*Quoted passage*.

Home: Lesson 1: Classic machine learning

1. From statistics to machine learning

Linear regression is frequently used in statistical data analysis, i.e., according to least squares, you can calculate its coefficient and intercept. For more details, please check the book. The model performance is examined by \(R^2\), and the significance for \(R^2\). For details, see the book.

Linear regression is also achieved via a machine learning algorithm. That is, gradient descent (GD). The operation of GD works by starting with random values for each coefficient. The sum of the squared errors are calculated for each pair of input and output values. A learning rate is used as a scale factor and the coefficients are updated in the direction towards minimizing the sum square errors. The process is repeated until a minimum sum squared error is achieved or no further improvement is possible.

All machine learning models are based on GD algorithms, which are different from statistical methods.

2. Machine learning and its main types

The two main paradigms of ML are supervised and unsupervised learning. Supervised learning is a subfield of ML concerned with finding a function f such that \(\hat{y} = f(x)\) where x is an input sample vector, y is an output sample vector, and \(\hat{y}\) is a predictor of y. Common supervised learning tasks include classification and regression. Unsupervised learning aims to find a function g which transforms an input sample x to a representation z in order to reveal underlying information about the input sample. A common unsupervised learning task is clustering.

In machine learning algorithms, a parameterisable function \(f_{θ}\) is often defined. The parameters θ of the function can then be learned through an iterative process of updating the parameters and evaluating the performance of the function. This process is known as optimization or training; these training algorithms often rely on a function \(L(y, \hat{y})\) which quantifies how incorrect a prediction is compared to the target vector. This is usually known as the cost, error, or loss function, and is chosen depending on the task in hand.

*What is asked*.
Name each task the machine learning lesson describes as common, and state whether the lesson places it under supervised or unsupervised learning.

*Stored data*.

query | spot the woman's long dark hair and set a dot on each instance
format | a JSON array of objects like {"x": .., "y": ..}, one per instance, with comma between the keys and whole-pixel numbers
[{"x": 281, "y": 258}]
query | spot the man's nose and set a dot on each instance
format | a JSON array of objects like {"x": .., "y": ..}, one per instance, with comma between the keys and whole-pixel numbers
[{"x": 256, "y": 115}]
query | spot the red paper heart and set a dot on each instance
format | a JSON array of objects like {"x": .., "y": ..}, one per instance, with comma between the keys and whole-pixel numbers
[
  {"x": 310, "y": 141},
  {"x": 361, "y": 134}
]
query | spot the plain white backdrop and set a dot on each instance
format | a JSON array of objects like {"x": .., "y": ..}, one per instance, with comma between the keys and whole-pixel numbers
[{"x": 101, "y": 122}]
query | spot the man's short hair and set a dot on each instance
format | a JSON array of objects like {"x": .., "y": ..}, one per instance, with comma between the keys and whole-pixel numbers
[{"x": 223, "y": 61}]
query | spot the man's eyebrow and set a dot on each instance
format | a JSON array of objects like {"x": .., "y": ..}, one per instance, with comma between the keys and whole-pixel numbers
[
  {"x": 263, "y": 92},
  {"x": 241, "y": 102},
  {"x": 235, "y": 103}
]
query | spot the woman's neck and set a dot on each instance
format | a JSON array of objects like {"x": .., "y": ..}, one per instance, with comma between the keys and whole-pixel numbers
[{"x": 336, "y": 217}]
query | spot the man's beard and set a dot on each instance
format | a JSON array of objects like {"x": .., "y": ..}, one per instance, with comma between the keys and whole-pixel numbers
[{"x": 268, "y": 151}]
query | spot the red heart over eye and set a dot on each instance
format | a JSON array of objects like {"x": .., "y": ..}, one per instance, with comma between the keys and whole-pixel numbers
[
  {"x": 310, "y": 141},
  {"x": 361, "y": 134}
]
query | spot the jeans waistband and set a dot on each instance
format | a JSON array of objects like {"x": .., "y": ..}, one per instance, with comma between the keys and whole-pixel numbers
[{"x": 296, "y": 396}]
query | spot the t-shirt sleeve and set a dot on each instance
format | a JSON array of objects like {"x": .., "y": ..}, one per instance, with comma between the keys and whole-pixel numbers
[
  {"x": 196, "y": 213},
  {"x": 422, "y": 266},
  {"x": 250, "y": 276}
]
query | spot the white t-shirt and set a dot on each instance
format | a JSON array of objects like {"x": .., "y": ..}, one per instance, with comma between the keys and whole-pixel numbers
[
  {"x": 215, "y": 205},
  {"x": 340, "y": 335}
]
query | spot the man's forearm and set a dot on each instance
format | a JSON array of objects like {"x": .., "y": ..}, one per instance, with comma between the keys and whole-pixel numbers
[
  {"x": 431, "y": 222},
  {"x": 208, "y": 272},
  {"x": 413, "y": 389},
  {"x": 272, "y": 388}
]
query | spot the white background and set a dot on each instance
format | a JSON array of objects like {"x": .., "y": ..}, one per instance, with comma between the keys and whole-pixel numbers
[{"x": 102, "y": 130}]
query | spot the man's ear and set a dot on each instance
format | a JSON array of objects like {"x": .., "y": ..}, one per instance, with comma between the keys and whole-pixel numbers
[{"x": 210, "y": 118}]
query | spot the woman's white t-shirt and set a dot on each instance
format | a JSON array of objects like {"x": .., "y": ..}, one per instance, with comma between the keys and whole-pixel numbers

*Response to this exercise*.
- Classification: supervised
- Regression: supervised
- Clustering: unsupervised